▶ [Aim] Copy out the transcript on change and merger communication below, everything from "Yes, I agree" down to "pushed for that.".

>> begin Document excerpt

I yeah, so that's that's uh really a lot of great insight there. I don't necessarily agree with the sort of universal truth that people don't like change because I think people cite wanting to change as a reason to leave something or wanted to do something different, but also it depends on the change, doesn't it? If you're currently deeply unhappy and something is going to change for the better, then that's a a good thing, isn't it? So it it it it's kind of uncertainty I think people don't like more than that.

SPEAKER_03

Yes, I agree actually. Yeah, I think you're absolutely right, and I guess the stats for from sort of Gartner that I quote, for example, and I guess a lot of the company change the internal communicators are involved with, let's face it, is isn't always positive or it's disruptive and so therefore can feel negative for a period of time until things settle. So, yes, I think you're absolutely right. And I think a lot of people don't like change. I don't think nobody likes change, but certainly I do.

SPEAKER_02

So yeah, so Rachel, I agree with that. I've got a brilliant story about a financial services merger where you basically said to the leadership, tell the employees first. So walk us through what happened and and why you pushed for that.

The Toothbrush Rule For Mergers

SPEAKER_03

Yeah, I I mean I think it's about the empathy thing, and I always try and imagine what are we going, what's going to happen to these people the day they hear this news that might scare them, might be a bit scary. And this is an example I call toothbrush, so I remember it if I'm prepping for an interview or something. So the context is I worked on a merger for a financial two financial services organisation, and there was understandable pressure to make the public announcement at a specific time of day due to the stock exchange requirements, which would have been before most of them had woken up in the morning. And my concern was with over 20,000 employees across two organisations, many of whom could eyeball each other across the high street in the opposing branches, so therefore there would be an understandable feeling of threat and fear between them. If they heard while they're brushing their teeth in the morning, getting ready for work, or hear it on the bus, they would arrive unsettled with no information and no preparation to face a queue of anxious customers at the door. Because in those days, if you remember savings passbooks, people would queue up and they'd want their passbook updated, and they'd have like I don't know 12 years worth of pages that you know the dot matrix printer updating it, and it would cause pandemonium, and the people just wouldn't if they wouldn't feel in a good position and they'd be worried about themselves, and they actually wouldn't have any answers either. So my recommendation was to delay the external announcement slightly to pre-warn branch managers under embargo to allow them to open half an hour late, put a sign on the window to say we were having staff training, to enable some briefing of staff and QA's that they could use with customers. The branch managers overnight didn't know what the announcement was, but at least we were able to show that we respected people enough to try our hardest to tell them first. Um, one of the directors promised me he would find a typo and so it wouldn't go to stock exchange till 9 a.m.

>> end Document excerpt
>> begin Dataset content

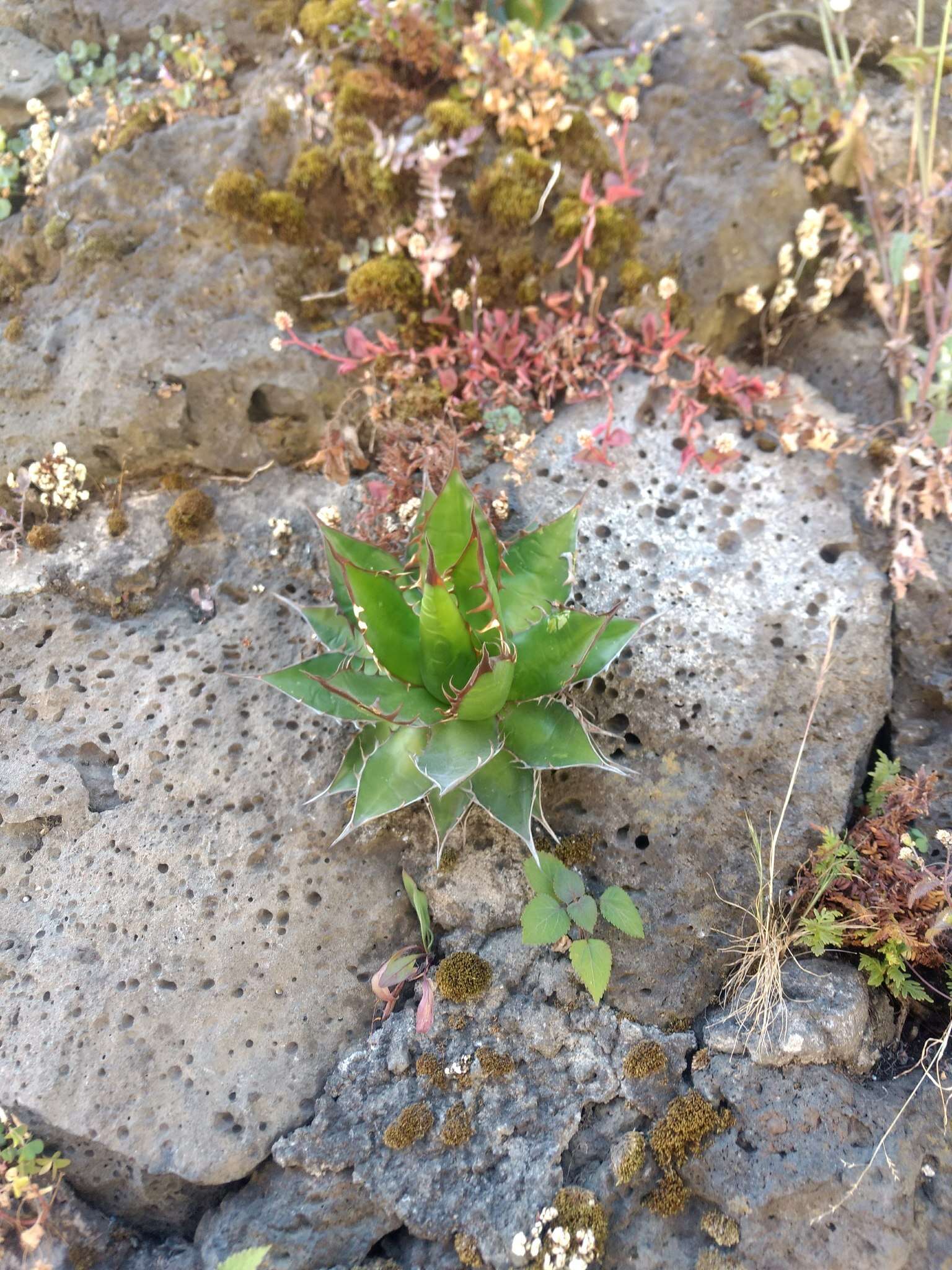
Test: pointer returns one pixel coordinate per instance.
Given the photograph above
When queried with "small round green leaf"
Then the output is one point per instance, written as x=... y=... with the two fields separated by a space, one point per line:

>> end Dataset content

▶ [Task result]
Yes, I agree actually. Yeah, I think you're absolutely right, and I guess the stats for from sort of Gartner that I quote, for example, and I guess a lot of the company change the internal communicators are involved with, let's face it, is isn't always positive or it's disruptive and so therefore can feel negative for a period of time until things settle. So, yes, I think you're absolutely right. And I think a lot of people don't like change. I don't think nobody likes change, but certainly I do.

SPEAKER_02

So yeah, so Rachel, I agree with that. I've got a brilliant story about a financial services merger where you basically said to the leadership, tell the employees first. So walk us through what happened and and why you pushed for that.